== TEXT PROVIDED ==
Overloading << for vectors works.
Overloading << for custom structs works.
The combination works as well.
But if I use the << operator on a struct with a vector of structs, compilation fails.
I made up a little example to showcase the problem:
#include <iostream>
#include <ostream>
#include <vector>
template <typename T>
std::ostream& operator<<(std::ostream& out, const std::vector<T>& v) {
out << "[";
for (auto it = v.begin(); it != v.end(); ++it) {
out << *it;
if (std::next(it) != v.end()) {
out << ", ";
}
}
out << "]";
return out;
}
namespace xyz {
struct Item {
int a;
int b;
};
struct Aggregation {
std::vector<Item> items;
};
std::ostream& operator<<(std::ostream& out, const Item& item) {
out << "Item(" << "a = " << item.a << ", " << "b = " << item.b << ")";
return out;
}
std::ostream& operator<<(std::ostream& out, const Aggregation& agg) {
out << "Aggregation(" << "items = " << agg.items << ")";
return out;
}
} // namespace xyz
int main() {
xyz::Aggregation agg;
agg.items.emplace_back(xyz::Item{1, 2});
agg.items.emplace_back(xyz::Item{3, 4});
std::cout << agg.items << std::endl; // works: [Item(a = 1, b = 2), Item(a = 3, b = 4)]
std::cout << agg << std::endl; // fails, expected: Aggregation(items = [Item(a = 1, b = 2), Item(a = 3, b = 4))
===
== PROVIDED MATERIAL ==
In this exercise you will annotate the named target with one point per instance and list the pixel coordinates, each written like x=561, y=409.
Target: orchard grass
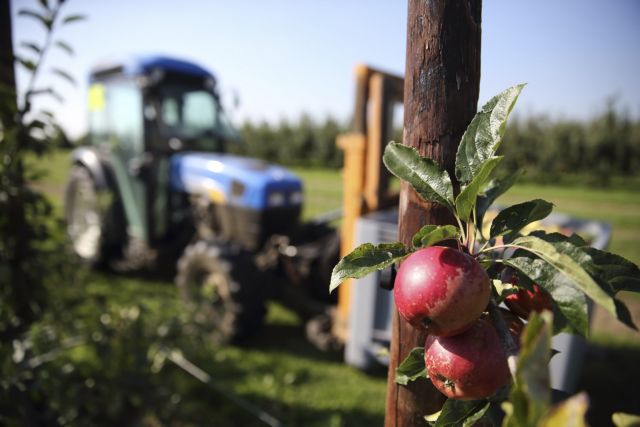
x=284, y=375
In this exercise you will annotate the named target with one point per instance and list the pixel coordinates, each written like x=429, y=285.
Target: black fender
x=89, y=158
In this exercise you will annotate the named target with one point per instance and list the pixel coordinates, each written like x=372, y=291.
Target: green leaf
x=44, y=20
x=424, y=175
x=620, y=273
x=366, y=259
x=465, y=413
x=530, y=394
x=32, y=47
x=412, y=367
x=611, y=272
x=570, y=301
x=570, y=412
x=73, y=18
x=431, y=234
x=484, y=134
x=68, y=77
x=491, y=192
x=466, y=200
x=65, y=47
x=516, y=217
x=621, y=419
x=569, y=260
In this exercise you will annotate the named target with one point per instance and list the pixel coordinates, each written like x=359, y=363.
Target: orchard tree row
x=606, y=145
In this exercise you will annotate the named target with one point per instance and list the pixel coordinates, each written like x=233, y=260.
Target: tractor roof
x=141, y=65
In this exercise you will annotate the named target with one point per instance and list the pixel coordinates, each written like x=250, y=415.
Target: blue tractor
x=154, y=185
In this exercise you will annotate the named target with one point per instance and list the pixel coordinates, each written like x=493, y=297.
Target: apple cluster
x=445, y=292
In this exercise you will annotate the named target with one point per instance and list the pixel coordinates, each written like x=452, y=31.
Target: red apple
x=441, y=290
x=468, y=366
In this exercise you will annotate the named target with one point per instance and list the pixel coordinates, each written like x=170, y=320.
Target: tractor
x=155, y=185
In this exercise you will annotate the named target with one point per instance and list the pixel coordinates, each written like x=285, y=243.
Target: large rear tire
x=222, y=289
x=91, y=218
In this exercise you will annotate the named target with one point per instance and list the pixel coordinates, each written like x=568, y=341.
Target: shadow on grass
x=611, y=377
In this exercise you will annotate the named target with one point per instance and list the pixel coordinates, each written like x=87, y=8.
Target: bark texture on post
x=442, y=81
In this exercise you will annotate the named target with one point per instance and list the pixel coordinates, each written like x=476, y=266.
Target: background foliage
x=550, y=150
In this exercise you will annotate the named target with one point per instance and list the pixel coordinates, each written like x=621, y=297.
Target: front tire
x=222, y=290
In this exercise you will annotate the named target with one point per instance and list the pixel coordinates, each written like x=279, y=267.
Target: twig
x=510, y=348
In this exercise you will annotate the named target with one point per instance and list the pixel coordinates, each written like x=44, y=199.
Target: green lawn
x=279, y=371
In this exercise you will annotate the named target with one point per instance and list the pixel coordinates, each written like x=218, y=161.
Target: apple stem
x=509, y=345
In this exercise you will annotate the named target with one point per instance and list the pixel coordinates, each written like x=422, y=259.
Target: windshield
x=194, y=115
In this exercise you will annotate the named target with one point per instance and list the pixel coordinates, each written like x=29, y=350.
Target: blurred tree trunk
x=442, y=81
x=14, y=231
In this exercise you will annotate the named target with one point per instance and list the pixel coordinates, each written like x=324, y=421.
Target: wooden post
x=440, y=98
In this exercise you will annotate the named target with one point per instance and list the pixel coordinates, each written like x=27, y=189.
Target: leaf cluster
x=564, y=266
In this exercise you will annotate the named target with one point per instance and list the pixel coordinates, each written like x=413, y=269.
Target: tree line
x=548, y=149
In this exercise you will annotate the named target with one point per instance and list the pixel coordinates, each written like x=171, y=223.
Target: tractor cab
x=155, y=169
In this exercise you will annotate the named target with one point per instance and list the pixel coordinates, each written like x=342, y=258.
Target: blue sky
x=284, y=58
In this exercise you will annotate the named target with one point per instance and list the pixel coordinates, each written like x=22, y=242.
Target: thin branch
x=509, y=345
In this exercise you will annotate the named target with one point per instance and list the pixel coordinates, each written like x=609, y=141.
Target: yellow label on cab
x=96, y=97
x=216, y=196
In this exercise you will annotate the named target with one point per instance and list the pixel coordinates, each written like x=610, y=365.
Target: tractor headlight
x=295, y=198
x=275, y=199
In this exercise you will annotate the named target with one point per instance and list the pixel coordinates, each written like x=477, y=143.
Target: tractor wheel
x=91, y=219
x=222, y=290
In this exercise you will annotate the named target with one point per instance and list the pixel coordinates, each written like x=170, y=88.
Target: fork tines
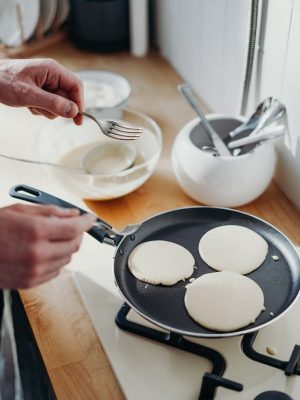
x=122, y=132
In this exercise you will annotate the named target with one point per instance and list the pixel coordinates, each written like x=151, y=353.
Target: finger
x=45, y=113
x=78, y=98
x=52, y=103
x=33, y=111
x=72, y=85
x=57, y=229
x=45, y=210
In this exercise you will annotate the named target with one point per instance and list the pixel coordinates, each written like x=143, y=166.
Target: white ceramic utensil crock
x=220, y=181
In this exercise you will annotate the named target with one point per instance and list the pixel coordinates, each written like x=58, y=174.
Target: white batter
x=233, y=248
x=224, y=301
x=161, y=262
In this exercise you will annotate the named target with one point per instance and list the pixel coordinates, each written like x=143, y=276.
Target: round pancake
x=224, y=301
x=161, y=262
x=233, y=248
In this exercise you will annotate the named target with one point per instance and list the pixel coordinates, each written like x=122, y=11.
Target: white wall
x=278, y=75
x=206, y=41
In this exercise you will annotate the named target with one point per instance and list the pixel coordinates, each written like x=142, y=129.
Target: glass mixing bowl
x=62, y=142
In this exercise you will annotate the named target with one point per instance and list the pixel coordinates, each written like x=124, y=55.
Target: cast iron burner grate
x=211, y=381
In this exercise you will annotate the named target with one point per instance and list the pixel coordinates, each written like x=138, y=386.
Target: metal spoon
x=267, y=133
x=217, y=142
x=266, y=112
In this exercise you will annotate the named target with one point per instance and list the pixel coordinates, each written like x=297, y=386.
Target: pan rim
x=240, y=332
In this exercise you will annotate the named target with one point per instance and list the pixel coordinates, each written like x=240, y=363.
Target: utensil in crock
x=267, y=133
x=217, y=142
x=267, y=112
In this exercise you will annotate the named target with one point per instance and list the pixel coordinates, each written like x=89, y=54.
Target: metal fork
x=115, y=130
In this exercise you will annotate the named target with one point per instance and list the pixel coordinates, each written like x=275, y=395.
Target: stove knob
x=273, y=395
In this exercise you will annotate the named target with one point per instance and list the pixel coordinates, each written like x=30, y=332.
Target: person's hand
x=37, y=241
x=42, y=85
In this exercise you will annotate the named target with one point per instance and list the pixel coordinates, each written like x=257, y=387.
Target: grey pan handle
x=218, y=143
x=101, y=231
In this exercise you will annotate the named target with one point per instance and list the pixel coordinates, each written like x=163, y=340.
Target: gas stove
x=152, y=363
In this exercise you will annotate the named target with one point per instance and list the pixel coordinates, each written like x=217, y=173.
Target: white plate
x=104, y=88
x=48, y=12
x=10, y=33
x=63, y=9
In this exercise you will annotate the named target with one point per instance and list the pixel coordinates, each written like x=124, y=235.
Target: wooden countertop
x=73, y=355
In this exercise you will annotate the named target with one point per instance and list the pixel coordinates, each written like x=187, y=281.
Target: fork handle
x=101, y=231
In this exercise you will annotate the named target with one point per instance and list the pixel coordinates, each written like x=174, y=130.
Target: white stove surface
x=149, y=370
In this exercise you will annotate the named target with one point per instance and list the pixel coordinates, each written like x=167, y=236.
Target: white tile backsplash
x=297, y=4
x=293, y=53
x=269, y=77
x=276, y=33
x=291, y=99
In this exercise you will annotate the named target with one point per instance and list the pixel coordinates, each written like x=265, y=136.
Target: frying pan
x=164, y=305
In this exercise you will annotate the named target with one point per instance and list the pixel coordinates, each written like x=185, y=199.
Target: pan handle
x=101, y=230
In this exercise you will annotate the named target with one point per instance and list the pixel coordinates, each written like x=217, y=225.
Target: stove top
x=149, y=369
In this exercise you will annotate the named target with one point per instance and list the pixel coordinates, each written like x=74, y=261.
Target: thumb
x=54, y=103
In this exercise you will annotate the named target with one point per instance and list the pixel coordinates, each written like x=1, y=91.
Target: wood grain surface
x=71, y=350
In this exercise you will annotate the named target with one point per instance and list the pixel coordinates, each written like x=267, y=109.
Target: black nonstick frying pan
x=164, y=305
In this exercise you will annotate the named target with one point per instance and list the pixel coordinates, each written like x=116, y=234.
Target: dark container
===
== PROVIDED MATERIAL ==
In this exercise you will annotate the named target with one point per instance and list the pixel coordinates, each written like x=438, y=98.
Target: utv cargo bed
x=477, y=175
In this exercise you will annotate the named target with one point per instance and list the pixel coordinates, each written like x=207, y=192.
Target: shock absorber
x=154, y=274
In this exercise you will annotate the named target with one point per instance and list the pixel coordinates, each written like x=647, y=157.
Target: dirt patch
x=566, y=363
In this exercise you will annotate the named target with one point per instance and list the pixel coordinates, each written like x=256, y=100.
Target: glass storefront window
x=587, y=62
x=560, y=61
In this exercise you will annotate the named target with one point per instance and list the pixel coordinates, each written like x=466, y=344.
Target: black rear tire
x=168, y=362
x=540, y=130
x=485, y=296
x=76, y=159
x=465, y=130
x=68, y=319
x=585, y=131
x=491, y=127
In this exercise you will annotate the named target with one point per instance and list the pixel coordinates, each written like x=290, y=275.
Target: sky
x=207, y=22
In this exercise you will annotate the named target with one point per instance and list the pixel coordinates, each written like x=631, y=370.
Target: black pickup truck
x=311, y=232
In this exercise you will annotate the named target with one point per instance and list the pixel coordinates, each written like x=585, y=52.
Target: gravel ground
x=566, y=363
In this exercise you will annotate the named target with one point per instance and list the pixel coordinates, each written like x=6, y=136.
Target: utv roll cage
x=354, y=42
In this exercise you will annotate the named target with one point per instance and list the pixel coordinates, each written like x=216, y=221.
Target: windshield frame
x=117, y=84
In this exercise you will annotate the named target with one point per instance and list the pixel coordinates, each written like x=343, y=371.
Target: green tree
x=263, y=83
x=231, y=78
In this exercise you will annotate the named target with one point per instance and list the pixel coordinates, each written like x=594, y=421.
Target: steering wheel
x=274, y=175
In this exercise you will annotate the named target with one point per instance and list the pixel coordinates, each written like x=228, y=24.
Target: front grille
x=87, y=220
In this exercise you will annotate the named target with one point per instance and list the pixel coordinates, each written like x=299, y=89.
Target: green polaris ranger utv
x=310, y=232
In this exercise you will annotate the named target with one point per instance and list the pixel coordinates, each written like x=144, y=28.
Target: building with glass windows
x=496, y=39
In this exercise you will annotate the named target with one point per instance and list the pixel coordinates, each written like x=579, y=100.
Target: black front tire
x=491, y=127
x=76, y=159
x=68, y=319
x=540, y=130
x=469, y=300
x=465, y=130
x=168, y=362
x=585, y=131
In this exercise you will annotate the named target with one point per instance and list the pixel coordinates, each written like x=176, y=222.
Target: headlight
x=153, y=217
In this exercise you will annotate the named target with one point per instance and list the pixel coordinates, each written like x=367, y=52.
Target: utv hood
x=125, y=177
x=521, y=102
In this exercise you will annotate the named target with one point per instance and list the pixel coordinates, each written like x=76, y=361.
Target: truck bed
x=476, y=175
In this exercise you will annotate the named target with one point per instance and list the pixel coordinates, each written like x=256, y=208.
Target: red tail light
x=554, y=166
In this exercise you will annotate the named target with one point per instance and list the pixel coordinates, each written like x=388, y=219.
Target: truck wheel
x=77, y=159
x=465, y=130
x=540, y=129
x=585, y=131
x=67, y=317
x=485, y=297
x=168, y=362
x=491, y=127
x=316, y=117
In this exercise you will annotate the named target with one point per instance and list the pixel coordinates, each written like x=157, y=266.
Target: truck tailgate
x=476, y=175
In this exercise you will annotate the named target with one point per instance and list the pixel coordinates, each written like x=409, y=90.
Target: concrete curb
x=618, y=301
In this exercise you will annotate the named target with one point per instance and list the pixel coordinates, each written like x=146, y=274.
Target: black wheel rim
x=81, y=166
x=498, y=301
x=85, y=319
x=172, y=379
===
== PROVIDED MATERIAL ==
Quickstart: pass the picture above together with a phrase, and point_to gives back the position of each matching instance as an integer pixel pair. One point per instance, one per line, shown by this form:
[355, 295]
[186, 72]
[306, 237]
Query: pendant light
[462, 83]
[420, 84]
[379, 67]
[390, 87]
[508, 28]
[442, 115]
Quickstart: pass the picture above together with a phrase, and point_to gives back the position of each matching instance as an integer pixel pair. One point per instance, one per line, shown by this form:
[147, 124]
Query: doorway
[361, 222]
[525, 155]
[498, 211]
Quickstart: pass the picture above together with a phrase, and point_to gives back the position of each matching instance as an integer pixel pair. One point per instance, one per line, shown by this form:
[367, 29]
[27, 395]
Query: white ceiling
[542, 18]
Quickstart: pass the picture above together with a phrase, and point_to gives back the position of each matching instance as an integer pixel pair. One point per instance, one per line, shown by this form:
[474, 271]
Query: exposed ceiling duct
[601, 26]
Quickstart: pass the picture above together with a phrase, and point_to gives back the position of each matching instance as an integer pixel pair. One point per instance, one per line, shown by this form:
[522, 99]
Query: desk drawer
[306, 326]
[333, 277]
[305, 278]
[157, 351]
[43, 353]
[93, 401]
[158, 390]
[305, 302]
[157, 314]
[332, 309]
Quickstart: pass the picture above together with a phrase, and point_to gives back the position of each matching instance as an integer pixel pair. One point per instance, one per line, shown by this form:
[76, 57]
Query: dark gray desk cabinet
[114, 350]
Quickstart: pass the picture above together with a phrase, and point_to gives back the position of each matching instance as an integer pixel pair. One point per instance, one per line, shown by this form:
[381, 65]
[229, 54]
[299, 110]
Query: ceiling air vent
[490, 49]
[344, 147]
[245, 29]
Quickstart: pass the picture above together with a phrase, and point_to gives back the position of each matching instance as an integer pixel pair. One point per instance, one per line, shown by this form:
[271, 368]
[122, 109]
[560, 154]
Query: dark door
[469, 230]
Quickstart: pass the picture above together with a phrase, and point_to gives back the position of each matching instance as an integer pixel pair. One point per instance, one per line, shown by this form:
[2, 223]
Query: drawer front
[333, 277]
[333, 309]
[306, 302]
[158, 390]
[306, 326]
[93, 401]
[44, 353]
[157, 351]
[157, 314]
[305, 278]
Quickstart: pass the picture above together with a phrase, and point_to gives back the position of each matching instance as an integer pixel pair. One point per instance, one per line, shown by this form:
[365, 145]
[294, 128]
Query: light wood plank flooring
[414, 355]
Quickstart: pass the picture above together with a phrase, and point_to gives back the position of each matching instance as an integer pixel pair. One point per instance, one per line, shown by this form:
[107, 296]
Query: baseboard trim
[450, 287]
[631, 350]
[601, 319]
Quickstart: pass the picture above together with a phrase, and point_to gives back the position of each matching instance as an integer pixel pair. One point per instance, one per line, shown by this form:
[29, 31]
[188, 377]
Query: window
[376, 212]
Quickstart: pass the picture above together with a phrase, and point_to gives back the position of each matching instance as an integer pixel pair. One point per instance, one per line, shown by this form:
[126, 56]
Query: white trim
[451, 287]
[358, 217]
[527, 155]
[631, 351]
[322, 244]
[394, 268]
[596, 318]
===
» **STATED EXERCISE 1**: Duplicate the passage of the C++ operator overloading post starting with "Overloading << for vectors" and going on through "structs, compilation fails.".
» **STATED EXERCISE 2**: From the entries, set down the lines starting with the line with "like x=228, y=24." and going on through the line with "x=496, y=39", both included, and nothing else.

» **CORRECT RESPONSE 1**:
Overloading << for vectors works.
Overloading << for custom structs works.
The combination works as well.
But if I use the << operator on a struct with a vector of structs, compilation fails.

» **CORRECT RESPONSE 2**:
In this exercise you will annotate the named target with one point per instance and list the pixel coordinates, each written like x=228, y=24.
Target: front grille
x=87, y=220
In this exercise you will annotate the named target with one point per instance and list the pixel coordinates, each written like x=299, y=89.
Target: green polaris ranger utv
x=310, y=232
In this exercise you will annotate the named target with one point per instance and list the pixel coordinates, each written like x=144, y=28.
Target: building with glass windows
x=496, y=39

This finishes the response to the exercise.